◆ Directions:
Rewrite the records below with every "single point" swapped for "single coordinate", keeping everything else the same.

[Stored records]
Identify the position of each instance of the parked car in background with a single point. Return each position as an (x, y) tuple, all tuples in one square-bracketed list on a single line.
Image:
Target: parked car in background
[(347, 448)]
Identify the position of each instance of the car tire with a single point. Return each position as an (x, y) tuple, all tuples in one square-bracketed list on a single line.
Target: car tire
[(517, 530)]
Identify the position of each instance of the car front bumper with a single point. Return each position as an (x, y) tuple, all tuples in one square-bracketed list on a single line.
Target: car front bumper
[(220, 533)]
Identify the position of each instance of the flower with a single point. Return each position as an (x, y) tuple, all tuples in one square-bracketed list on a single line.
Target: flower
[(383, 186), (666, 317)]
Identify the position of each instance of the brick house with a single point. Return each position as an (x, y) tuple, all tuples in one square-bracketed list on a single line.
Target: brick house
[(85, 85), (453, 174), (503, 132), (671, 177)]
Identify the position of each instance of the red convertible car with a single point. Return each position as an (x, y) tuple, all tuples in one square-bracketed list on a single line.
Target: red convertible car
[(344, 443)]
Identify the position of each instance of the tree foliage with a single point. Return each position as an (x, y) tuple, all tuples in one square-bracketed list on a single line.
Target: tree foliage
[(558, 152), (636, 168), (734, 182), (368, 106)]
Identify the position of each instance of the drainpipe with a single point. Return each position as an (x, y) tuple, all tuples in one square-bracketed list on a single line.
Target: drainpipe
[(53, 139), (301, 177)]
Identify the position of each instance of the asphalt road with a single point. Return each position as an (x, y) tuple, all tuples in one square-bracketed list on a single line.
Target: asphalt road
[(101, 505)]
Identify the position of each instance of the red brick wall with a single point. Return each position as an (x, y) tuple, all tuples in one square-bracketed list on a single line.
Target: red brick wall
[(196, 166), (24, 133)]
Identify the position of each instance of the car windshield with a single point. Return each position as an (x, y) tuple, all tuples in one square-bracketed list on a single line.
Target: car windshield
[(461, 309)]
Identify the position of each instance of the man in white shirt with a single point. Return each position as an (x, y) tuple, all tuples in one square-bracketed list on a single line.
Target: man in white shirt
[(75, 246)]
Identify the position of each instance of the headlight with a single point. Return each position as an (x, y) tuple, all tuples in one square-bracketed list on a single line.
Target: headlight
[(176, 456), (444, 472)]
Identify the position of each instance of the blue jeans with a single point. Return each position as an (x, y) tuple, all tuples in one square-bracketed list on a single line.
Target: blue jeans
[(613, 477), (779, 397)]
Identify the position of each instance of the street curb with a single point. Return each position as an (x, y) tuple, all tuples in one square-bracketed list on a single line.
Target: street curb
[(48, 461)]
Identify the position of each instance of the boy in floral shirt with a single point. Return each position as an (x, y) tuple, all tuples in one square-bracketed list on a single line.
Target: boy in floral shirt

◆ Output for this exercise:
Identify the position of each instance of the parked car in background with a single coordinate. Return each position as an (x, y) tuple, all tuples in one square-bracketed list on a single line.
Image:
Target: parked car in background
[(347, 448)]
Identify the position of each instance of the car tire with a single coordinate. Return each position as an (x, y) tuple, all tuples in one square-bracketed list on a single line.
Target: car tire
[(517, 530)]
Identify the position of each instance of the car front bumper with a single coordinate. Return each position as an (x, y) tuple, all tuples in one square-bracketed list on a single line.
Target: car front bumper
[(220, 533)]
Identify the position of each instance of the flower with a single coordinate. Return each position as an (x, y) tuple, all tuples in one square-bracketed list on a single line.
Target: flower
[(383, 186), (666, 317)]
Identify the position of each instance of the brick house with a single coordinate. Return each position as an (x, y) tuple, all tuples in one square-bracketed list on a single line.
Target: brick house
[(85, 85), (453, 174), (503, 132), (671, 177)]
Identify the position of each instance of the red convertible car with a single coordinate. Return each position as an (x, y) tuple, all tuples in one square-bracketed list on a single line.
Target: red convertible car
[(344, 443)]
Identify the position of each instance of the tree foliage with a single coordinate. Return each position as an (x, y) tuple, all tuples in one square-bracketed list on a single line.
Target: tree foliage
[(558, 152), (636, 168), (734, 182), (368, 106)]
Identify the position of each instance of the drainpipe with a single coordinate. Return each position as an (x, y) tuple, all tuples in one square-bracketed list on a single line.
Target: drainpipe
[(53, 139), (301, 177)]
Identify the position of each instance of the asphalt road with a single coordinate. Return each position as an (x, y) tuple, all tuples in one square-bracketed list on a single line.
Target: asphalt road
[(101, 505)]
Identify the position of each instance of the red brick wall with a single coordinate. Return each position as an (x, y) tuple, all tuples in one square-bracketed list on a single line.
Target: red brick wall
[(196, 166), (24, 133)]
Identify the position of each instance of the car windshield with a single coordinate. Return each position as an (x, y) tuple, all tuples in one square-bracketed list on a single line.
Target: car windshield
[(461, 309)]
Identify the position of each instance of the man in white shirt with a single coordinate. Return each position as an (x, y) tuple, all tuples in one square-bracketed list on a single line.
Target: man in white shirt
[(75, 246)]
Identify the position of each instance of the headlight with a single coordinate. Return each position as an (x, y) tuple, all tuples in one square-bracketed list on a single line.
Target: headlight
[(176, 456), (444, 472)]
Identify the position of each instance of the blue jeans with a single coordinate. Return each position as an (x, y) tuple, all tuples in one square-bracketed list on a single line.
Target: blue jeans
[(613, 477), (779, 397)]
Identify the position of each instance of the street curb with a single coordinate. Return each position as an (x, y) tuple, all tuples in one square-bracketed list on a single line.
Target: street curb
[(48, 461)]
Identify the position of each instance of the boy in floral shirt with a single coordinate. Return each position as an (x, y) tuple, all tuples in one square-bracketed list on a single line.
Target: boy in floral shirt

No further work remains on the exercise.